**Given text**
......

This is how you really start to have fun in the game. When the PCs know they can, dice willing, kill everything you throw at them, their only response will be to kill. But if it looks impossible, then you'll see them start to plan.

The idea of ambushing the dragon is a good example. Dragons are known to be arrogant; they took advantage of its weakness and made sure to challenge it in a place where it couldn't use its strengths (flight and spells). That's good tactics and good roleplaying. That's the sort of things we should enjoy as players and DMs.


This is getting long and it is late. I have no idea how people will feel about all this, so I'll just sum up. It's easy to kill the players. As DM, we control every NPC, every deity, every ally, every monster, every enemy. If we decide a character will die, we can make that happen.

It's harder to challenge the players and the characters. Sometimes, we can obsess on the fact that Bob's AC is so high that we start to throw things with higher attacks more and more. We're annoyed at some trick the rogue uses over and over again. It seems difficult to make sure the PCs aren't coasting, so we just keep throwing things at them.

That's why the game isn't about killing them, it's about CHALLENGING them. OK, Bob can't be hit. So why should we punish Bob for being good at what he does? Let him shine for now, because things will change soon enough. Higher level monsters will hit him eventually, or else he will turtle so much they will ignore him. In the meantime, his family can be hit. So can his friends.

John, the guy who plays Bob, really hates it when people hide behind rules and laws to get away with things. So give him an opponent who is just as untouchable thanks to the law as Bob is thanks to his armor. Engage the player and the character and everyone at the table will have more fun. Or at least they do in my experience.

......

**Entries shown**
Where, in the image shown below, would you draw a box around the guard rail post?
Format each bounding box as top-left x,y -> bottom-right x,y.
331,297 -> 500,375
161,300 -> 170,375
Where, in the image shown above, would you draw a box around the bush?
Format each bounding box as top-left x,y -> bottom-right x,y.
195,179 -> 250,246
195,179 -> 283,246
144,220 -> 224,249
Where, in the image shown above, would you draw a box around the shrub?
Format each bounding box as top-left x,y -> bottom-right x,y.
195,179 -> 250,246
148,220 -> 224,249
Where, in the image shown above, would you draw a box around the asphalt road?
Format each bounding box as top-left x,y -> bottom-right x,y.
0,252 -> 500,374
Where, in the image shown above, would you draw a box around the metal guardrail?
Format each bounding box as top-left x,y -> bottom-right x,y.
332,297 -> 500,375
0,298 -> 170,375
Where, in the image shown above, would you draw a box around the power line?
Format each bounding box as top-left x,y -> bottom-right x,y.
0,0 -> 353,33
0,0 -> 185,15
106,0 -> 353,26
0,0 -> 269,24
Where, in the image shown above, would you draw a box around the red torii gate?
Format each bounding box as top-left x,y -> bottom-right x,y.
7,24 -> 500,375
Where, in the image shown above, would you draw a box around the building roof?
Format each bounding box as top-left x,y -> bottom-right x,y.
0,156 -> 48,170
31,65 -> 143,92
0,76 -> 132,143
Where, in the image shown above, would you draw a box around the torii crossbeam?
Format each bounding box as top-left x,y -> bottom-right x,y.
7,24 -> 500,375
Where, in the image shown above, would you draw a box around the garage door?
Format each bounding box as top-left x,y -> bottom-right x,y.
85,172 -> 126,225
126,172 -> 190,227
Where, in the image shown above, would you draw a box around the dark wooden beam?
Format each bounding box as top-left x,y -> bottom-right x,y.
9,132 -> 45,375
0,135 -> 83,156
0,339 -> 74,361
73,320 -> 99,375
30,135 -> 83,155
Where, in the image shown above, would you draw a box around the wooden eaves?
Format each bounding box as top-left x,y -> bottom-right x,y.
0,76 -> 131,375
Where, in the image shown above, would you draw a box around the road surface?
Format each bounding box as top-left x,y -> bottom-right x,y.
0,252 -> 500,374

......

**Exercise tasks**
#1 Answer these from the text on challenging players:
(a) What two strengths of the dragon did the players make sure it couldn't use?
(b) Who plays the character Bob?
(c) What does that player really hate?
#2 In the rows, copy out the lines from the one containing "the road surface?" up to and including the last line of the rows, word for word.

**Answers given**
#1
(a) Flight and spells.
(b) John.
(c) People hiding behind rules and laws to get away with things.

#2
Where, in the image shown above, would you draw a box around the road surface?
Format each bounding box as top-left x,y -> bottom-right x,y.
0,252 -> 500,374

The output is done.